Textausschnitt:

____________

In meinen Augen ist die Katastrophe selbst und die anschließende Berichterstattung über Duisburg ein einziger Beweis dafür, dass die Städte im Ruhrgebiet zusammenrücken müssen. Sollte die Umsiedlung der Loveparade nicht ein Ruhrgebietsprojekt sein? Hieß es nicht so, als an Stelle von Berlin ein neuer Veranstaltungsort gesucht wurde? Hier gibt es einen eindeutigen Beweis für den strukturellen Unterschied zwischen den Möglichkeiten der Ruhrmetropole oder wie auch immer man das nennen soll und den einzelnen Städten. Wer das Ruhrgebiet im Mund führt, muss auch Organisationsstrukturen schaffen, die dem entsprechen. Das Still-Leben Ruhrschnellweg war auch deshalb ein so großer Erfolg, weil das Ruhrgebiet als Ganzes gemeint war, und es nicht nur beim Lippenbekenntnis zur Einheit der Städtelandschaft blieb.
Wenn nun Trostlosigkeit als Klischee zur Beschreibung Duisburgs eine zeitlang wieder populär sein wird, liegt das an dem sinngebenden Erzählmuster für das Geschehen. Das Klischee zur Loveparade heißt jugendliche Lebensfreude. So lässt sich mit dem Gegensatzpaar eine Geschichte der Selbstüberschätzung erzählen. Diese Trostlosigkeit wird durch die Dramaturgie dieser populären Erzählung verlangt. Natürlich ist die Wirklichkeit umfassender.
Viele Duisburger fühlen ihre Stadt nicht angemessen beschrieben. Und wer sich in Duisburg mit den Funktionsweisen von Kommunikation in medialen Zusammenhängen auskennt, will, wie hier beim Hafenmeister, die eigenen professionellen Möglichkeiten nutzen, diesem öffentlichen Bild Duisburgs in den letzten Tagen etwas entgegenzusetzen. Es soll im Netz Raum geschaffen werden, das Geschehen zu verarbeiten. Skeptisch bin ich allerdings bei dem dort erkennbaren, verständlichen Wunsch, gegenüber den düsteren Bildern von Duisburg eine Öffentlichkeit auch für die andere Lebenswirklichkeit der Stadt zu schaffen. Ohne Anschluss an den Ruhrgebietsgedanken halte ich das Anliegen für einen Kampf gegen Windmühlenflügel. Hätte das gesamte Ruhrgebiet hinter der Loveparade gestanden, wäre die Geschichte vom vergeblichen Versuch, die Trostlosigkeit zu überwinden, schon nicht mehr so einfach zu erzählen gewesen. Mich wird das Spannungsverhältnis zwischen Stadtidentität und Ruhrgebiet weiter beschäftigen. An anderer Stelle.

____________

Aufgelistete Einträge:
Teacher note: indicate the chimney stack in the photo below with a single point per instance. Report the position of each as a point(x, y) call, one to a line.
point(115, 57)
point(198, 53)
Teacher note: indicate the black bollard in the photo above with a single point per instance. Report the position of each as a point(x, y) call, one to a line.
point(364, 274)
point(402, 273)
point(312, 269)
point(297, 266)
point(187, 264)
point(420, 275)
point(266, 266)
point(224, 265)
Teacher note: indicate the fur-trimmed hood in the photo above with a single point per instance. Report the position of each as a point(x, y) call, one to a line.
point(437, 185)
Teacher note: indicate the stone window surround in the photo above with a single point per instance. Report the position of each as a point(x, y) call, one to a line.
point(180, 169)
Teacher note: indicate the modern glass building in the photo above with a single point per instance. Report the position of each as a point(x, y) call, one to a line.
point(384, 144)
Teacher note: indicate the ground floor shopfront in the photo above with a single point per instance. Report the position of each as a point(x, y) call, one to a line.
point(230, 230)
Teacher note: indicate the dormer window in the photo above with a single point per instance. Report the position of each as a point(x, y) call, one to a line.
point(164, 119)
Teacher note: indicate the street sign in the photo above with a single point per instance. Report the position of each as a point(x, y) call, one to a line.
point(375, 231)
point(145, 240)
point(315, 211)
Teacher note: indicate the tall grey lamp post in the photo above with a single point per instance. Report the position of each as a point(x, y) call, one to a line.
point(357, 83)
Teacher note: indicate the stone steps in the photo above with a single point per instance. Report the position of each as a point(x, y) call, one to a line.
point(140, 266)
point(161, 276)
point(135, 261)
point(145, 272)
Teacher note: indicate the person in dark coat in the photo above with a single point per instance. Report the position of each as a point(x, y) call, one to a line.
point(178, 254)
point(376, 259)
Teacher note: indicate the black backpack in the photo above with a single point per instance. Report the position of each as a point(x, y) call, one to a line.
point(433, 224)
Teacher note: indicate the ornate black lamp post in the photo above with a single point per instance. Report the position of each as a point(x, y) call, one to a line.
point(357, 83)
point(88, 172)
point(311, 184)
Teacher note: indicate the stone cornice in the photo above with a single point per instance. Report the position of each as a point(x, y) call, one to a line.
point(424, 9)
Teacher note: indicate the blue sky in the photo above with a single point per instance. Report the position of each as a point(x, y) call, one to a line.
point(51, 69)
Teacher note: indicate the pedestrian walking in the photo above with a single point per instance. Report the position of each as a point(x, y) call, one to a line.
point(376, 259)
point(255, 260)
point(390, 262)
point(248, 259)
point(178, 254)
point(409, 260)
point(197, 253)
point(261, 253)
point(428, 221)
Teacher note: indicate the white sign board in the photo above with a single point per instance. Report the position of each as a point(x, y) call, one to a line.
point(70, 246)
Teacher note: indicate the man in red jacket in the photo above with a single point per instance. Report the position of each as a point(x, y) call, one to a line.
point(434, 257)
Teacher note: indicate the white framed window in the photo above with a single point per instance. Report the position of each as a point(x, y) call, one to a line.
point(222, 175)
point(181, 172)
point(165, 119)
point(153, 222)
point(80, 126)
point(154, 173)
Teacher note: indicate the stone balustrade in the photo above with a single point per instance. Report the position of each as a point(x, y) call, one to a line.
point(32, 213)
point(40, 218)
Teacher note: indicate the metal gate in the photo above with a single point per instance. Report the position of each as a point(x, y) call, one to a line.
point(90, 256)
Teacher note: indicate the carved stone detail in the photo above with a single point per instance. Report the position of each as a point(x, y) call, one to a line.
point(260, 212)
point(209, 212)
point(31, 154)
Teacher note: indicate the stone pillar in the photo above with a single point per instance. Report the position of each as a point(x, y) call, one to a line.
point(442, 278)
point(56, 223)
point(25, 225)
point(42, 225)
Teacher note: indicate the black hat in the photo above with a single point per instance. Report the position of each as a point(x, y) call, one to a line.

____________

Aufgaben:
(1) Welches Ereignis war laut dem Textausschnitt auch deshalb ein so großer Erfolg, weil das Ruhrgebiet als Ganzes gemeint war?
(2) Nenne alle verschiedenen Wörter im Textausschnitt, die mit „Ruhr“ beginnen, jedes nur einmal.
(3) Schreibe den Textausschnitt von „In meinen Augen“ bis „der Städtelandschaft blieb.“ wortgetreu ab.
Die Auflistung hat mit dem Textausschnitt nichts zu tun.

Antworten je Aufgabe:
(1) Das Still-Leben Ruhrschnellweg.

(2) Ruhrgebiet, Ruhrgebietsprojekt, Ruhrmetropole, Ruhrschnellweg, Ruhrgebietsgedanken

(3)
In meinen Augen ist die Katastrophe selbst und die anschließende Berichterstattung über Duisburg ein einziger Beweis dafür, dass die Städte im Ruhrgebiet zusammenrücken müssen. Sollte die Umsiedlung der Loveparade nicht ein Ruhrgebietsprojekt sein? Hieß es nicht so, als an Stelle von Berlin ein neuer Veranstaltungsort gesucht wurde? Hier gibt es einen eindeutigen Beweis für den strukturellen Unterschied zwischen den Möglichkeiten der Ruhrmetropole oder wie auch immer man das nennen soll und den einzelnen Städten. Wer das Ruhrgebiet im Mund führt, muss auch Organisationsstrukturen schaffen, die dem entsprechen. Das Still-Leben Ruhrschnellweg war auch deshalb ein so großer Erfolg, weil das Ruhrgebiet als Ganzes gemeint war, und es nicht nur beim Lippenbekenntnis zur Einheit der Städtelandschaft blieb.